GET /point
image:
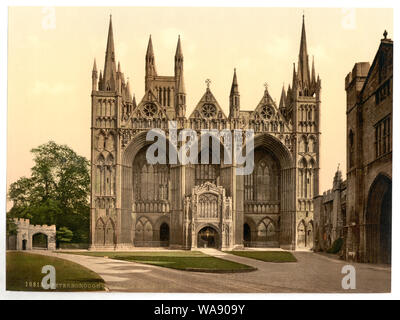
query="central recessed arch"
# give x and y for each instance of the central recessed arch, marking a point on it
(208, 237)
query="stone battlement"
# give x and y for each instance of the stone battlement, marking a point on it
(20, 222)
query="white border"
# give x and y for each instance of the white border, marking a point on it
(204, 3)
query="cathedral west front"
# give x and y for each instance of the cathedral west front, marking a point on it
(135, 203)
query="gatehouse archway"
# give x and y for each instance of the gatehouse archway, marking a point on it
(208, 238)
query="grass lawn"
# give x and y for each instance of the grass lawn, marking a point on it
(181, 260)
(267, 256)
(24, 273)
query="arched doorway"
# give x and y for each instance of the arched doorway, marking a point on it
(310, 235)
(246, 234)
(208, 238)
(39, 241)
(378, 231)
(164, 235)
(301, 234)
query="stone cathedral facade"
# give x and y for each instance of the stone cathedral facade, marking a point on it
(134, 203)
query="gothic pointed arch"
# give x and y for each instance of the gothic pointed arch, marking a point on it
(266, 230)
(99, 232)
(378, 216)
(110, 235)
(301, 234)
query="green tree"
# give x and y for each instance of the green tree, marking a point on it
(64, 235)
(57, 191)
(11, 227)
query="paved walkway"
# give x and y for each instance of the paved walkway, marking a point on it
(312, 273)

##########

> _DIRECTIONS_
Pictures don't belong in the copy. Restate all the entries exactly.

> _WRITTEN REPLY_
GET /point
image:
query="central recessed arch"
# give x and y for each instance of the central recessed arch, marking a point on it
(208, 237)
query="stone battlement"
# give x and y for each instance of the stone battlement, marking a point on it
(20, 222)
query="white border"
# give x and y for each instance of the white border, marking a point on it
(204, 3)
query="cathedral west front"
# give x and y for each instance of the cathedral west front, marking a point on it
(135, 203)
query="gatehouse archway"
# give x and y for each instance of the gatehouse archway, marking a point on it
(208, 238)
query="grass lawn"
# give x and y for each instance of the grass lawn, marking a point on it
(181, 260)
(267, 256)
(24, 273)
query="arched doorway"
# give x and y for each instance of the arched doorway, marking a point on it
(310, 235)
(246, 234)
(208, 238)
(39, 241)
(378, 231)
(164, 235)
(301, 234)
query="stone cathedral facade"
# give x and y for each instance of the stone cathedral facade, marking a point on it
(134, 203)
query="gothic pointed arch"
# give x and y for each instance of the gothic pointed arch, marking a point on it
(266, 230)
(99, 232)
(378, 216)
(110, 235)
(301, 234)
query="green tree"
# give x and y for each instance of the green tree, marking a point on it
(64, 235)
(57, 191)
(11, 227)
query="paved walkway"
# give x and y for each instance of the paved walkway, marking a point on it
(312, 273)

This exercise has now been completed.